What the task asks >> Using the data below, please return every line exactly as given.

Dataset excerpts
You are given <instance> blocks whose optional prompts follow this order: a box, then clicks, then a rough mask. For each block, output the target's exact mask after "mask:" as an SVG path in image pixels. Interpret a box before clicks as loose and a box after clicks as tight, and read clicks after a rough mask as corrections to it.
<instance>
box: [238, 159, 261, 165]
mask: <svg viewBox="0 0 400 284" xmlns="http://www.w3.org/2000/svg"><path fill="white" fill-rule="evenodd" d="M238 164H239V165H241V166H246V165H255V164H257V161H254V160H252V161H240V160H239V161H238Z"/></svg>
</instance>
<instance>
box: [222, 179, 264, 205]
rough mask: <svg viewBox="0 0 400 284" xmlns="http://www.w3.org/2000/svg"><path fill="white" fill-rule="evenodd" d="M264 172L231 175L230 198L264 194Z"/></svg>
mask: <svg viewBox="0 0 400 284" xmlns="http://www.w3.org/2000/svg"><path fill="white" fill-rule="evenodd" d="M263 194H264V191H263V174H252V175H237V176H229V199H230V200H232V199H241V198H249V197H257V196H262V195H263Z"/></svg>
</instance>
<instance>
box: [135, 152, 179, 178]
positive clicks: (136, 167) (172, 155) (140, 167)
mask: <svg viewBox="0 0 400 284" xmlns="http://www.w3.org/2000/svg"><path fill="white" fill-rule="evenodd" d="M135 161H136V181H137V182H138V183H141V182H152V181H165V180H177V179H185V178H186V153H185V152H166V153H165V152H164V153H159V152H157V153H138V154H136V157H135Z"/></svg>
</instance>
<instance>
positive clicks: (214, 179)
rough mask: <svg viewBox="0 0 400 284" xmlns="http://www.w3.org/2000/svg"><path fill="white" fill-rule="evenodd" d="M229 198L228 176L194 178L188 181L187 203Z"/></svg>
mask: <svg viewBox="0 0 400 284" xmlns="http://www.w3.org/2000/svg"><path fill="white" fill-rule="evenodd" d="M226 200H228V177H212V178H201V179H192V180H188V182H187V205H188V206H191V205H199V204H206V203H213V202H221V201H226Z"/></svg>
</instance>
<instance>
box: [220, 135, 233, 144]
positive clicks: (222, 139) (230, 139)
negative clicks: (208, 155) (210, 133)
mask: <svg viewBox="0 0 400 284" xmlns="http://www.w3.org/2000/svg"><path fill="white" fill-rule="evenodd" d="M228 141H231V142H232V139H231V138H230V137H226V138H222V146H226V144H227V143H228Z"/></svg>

Answer box >>
You are given <instance> blocks whose optional prompts follow this order: a box, then clicks, then a rough mask. For each block, output the target's exact mask after "mask:" as an SVG path in image pixels. Interpret a box before clicks as loose and a box after clicks as tight, and read clicks after a rough mask as corrections to it.
<instance>
box: [238, 159, 261, 165]
mask: <svg viewBox="0 0 400 284" xmlns="http://www.w3.org/2000/svg"><path fill="white" fill-rule="evenodd" d="M238 164H239V165H241V166H246V165H255V164H257V161H254V160H252V161H240V160H239V161H238Z"/></svg>
</instance>
<instance>
box: [222, 179, 264, 205]
rough mask: <svg viewBox="0 0 400 284" xmlns="http://www.w3.org/2000/svg"><path fill="white" fill-rule="evenodd" d="M264 172L231 175L230 198L264 194Z"/></svg>
mask: <svg viewBox="0 0 400 284" xmlns="http://www.w3.org/2000/svg"><path fill="white" fill-rule="evenodd" d="M263 194H264V191H263V174H252V175H237V176H229V199H230V200H232V199H241V198H249V197H257V196H262V195H263Z"/></svg>
</instance>
<instance>
box: [135, 152, 179, 178]
positive clicks: (136, 167) (172, 155) (140, 167)
mask: <svg viewBox="0 0 400 284" xmlns="http://www.w3.org/2000/svg"><path fill="white" fill-rule="evenodd" d="M135 161H136V181H137V182H138V183H141V182H152V181H165V180H177V179H185V178H186V153H185V152H166V153H165V152H164V153H159V152H157V153H138V154H136V157H135Z"/></svg>
</instance>
<instance>
positive clicks: (214, 179)
rough mask: <svg viewBox="0 0 400 284" xmlns="http://www.w3.org/2000/svg"><path fill="white" fill-rule="evenodd" d="M229 198L228 176L194 178L188 181L187 203Z"/></svg>
mask: <svg viewBox="0 0 400 284" xmlns="http://www.w3.org/2000/svg"><path fill="white" fill-rule="evenodd" d="M226 200H228V177H212V178H201V179H192V180H188V182H187V205H188V206H191V205H199V204H206V203H213V202H221V201H226Z"/></svg>
</instance>
<instance>
box: [220, 135, 233, 144]
positive clicks: (222, 139) (230, 139)
negative clicks: (208, 155) (210, 133)
mask: <svg viewBox="0 0 400 284" xmlns="http://www.w3.org/2000/svg"><path fill="white" fill-rule="evenodd" d="M228 141H231V142H232V139H231V138H230V137H226V138H222V146H226V144H227V143H228Z"/></svg>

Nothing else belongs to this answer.